* [TASK LIST]
**a.** Answer these questions from the Georgetown passage:
(i) On what date did Pope Benedict XVI speak to American bishops about Catholic universities?
(ii) Which medal does the writer say he accepted?
(iii) How many plaintiffs filed lawsuits against the contraception mandate, and how many separate federal lawsuits did they file?
**b.** Locate every line in the entries that contains the string "positive", matching case, and copy each of those lines.

* [GIVEN PASSAGE]
• • • •
The 1950 Georgetown University Graduate is tired of the secularization of the University, which includes a recent visit by HHS Secretary Kathleen Sibelius, Obamacare contributor and pro-abortion advocate.

On May 5, 2012, in a speech to American bishops, Pope Benedict XVI called on America’s Catholic universities to reaffirm their Catholic identity. The Pope noted the failure of many Catholic universities to comply with Blessed John Paul II’s apostolic constitution Ex corde Ecclesiae. The Pope said that preservation of a university’s Catholic identity “entails much more than the teaching of religion or the mere presence of a chaplaincy on campus.”

For 21 years now. Georgetown University has refused to comply with Ex corde Ecclesiaie (“From The Heart of the Church”), and, therefore, with canon law. And, it seems as if every month GU gives another scandal to the faithful! The most recent is Georgetown’s obtuse invitation to Secretary Sebelius to be a commencement speaker.

Each of these scandals is proof of Georgetown’s non-compliance with Ex corde Ecclesiae and canon law. They are each inconsistent with a Catholic identity, and we all know it. A university in solidarity with the Church would not do these prideful things that do so much harm to our communion.

Georgetown is being dishonest. Together, we need to end that! In very recent years, Georgetown has even created the impression that its Jesuit tradition can stand apart from its Catholic identity. I am told that in on-campus debates, students will divide over favoring either Jesuit or Catholic! After eight years of Jesuit education, – when Jesuits and their reputation were one and the same – I shudder at this deception. The great Jesuit theologian Avery Dulles anticipated and admonished his fellow Jesuit educators over this fomented confusion: “To be Jesuit is merely to be more intensely Catholic,” he said. Of course.

Many believe that to make Georgetown truly Catholic is to turn back the clock hands and somehow limit its very nature as a university, as if the notion of “Catholic” and “university” are new to each other, or inherently at odds. On the contrary, to make Georgetown “Catholic” is to move the clock forward; it is to make the University better than it now is! Of course, there are always those who are afraid of change, – who lack vision. They may need to step aside.

John Paul II exhorted us all to preserve for the Church the highest places of culture – our universities. Generations of alumni have long been seduced to “go along” by dinners, medals, and board seats (I accepted my John Carroll Medal too). We have all been negligent for too long: the laity, the clergy, and the bishops as well.

Blatty is not alone in his righteous indignation over the anti-life Healthcare Monster being imposed upon us by the Obama Administration and their Congressional sycophants.

Foxnews.com reports that:

Some of the most influential Catholic institutions in the country filed suit against the Obama administration Monday over the so-called contraception mandate, in one of the biggest coordinated legal challenges to the rule to date.

Claiming their “fundamental rights hang in the balance,” a total of 43 plaintiffs filed a dozen separate federal lawsuits challenging the constitutionality of the requirement. Among the organizations filing were the University of Notre Dame, the Archdiocese of New York and The Catholic University of America.
• • • •
[Stored data]
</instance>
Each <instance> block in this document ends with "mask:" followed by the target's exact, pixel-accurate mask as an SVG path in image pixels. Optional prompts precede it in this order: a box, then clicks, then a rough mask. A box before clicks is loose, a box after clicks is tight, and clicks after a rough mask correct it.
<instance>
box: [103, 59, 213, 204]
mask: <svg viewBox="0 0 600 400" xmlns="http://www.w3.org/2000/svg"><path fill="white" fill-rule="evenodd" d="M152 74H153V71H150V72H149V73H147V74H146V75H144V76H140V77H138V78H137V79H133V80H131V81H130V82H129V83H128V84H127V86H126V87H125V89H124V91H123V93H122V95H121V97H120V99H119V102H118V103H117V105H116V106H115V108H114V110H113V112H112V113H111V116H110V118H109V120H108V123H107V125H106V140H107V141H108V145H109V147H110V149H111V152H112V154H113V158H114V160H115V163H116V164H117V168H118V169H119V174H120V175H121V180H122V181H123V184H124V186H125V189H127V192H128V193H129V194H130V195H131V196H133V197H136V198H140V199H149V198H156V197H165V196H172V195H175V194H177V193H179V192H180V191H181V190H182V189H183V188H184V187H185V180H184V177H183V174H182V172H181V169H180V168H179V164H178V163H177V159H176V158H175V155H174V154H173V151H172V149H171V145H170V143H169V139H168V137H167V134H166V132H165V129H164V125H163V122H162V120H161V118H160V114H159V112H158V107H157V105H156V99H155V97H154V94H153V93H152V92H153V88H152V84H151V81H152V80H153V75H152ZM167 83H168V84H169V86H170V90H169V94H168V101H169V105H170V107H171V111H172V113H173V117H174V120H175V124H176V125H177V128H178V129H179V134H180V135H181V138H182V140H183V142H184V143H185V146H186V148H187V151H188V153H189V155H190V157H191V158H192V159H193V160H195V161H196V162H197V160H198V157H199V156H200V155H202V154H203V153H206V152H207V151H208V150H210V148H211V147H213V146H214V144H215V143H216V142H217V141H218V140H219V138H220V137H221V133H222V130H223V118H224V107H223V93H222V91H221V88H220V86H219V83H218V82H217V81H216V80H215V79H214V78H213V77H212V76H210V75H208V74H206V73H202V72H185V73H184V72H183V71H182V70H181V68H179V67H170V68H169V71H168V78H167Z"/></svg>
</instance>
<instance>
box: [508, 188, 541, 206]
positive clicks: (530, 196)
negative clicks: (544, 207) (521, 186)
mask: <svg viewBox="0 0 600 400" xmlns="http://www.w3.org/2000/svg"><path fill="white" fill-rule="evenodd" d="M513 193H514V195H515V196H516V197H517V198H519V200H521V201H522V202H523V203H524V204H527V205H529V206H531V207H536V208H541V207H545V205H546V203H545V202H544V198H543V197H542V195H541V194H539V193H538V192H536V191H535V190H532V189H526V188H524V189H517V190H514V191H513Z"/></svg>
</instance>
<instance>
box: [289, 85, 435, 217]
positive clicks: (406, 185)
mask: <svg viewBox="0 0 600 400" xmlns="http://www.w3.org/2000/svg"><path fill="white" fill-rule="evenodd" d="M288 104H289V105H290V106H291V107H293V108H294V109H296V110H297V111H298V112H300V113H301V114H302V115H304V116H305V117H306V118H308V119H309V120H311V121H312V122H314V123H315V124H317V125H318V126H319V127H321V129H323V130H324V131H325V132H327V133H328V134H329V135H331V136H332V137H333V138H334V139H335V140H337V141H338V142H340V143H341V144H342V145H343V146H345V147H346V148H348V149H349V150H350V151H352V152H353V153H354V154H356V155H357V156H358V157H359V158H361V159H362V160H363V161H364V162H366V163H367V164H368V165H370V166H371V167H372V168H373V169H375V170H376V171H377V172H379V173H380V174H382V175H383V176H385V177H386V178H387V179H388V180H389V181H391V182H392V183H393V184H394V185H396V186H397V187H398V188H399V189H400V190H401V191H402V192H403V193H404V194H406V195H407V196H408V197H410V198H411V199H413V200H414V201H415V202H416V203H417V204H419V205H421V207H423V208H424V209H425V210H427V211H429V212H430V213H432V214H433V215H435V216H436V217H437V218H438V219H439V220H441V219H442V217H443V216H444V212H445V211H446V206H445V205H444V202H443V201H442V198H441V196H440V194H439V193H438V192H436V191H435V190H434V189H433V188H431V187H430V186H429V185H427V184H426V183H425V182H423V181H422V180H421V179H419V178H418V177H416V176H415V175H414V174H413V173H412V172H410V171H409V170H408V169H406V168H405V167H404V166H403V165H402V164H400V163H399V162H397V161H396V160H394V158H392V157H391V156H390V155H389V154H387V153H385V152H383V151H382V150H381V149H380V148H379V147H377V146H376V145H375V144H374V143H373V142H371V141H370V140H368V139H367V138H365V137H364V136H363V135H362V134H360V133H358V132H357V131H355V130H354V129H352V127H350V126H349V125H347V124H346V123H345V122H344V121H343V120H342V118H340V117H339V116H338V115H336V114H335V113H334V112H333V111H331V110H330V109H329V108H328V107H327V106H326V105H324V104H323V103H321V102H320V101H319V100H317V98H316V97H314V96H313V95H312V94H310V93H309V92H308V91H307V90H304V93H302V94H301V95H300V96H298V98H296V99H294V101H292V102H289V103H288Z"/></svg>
• • • •
* [SOLUTIONS BY TASK]
**a.**
(i) May 5, 2012.
(ii) The John Carroll Medal.
(iii) 43 plaintiffs filed a dozen separate federal lawsuits.

**b.**
positive clicks: (530, 196)
positive clicks: (406, 185)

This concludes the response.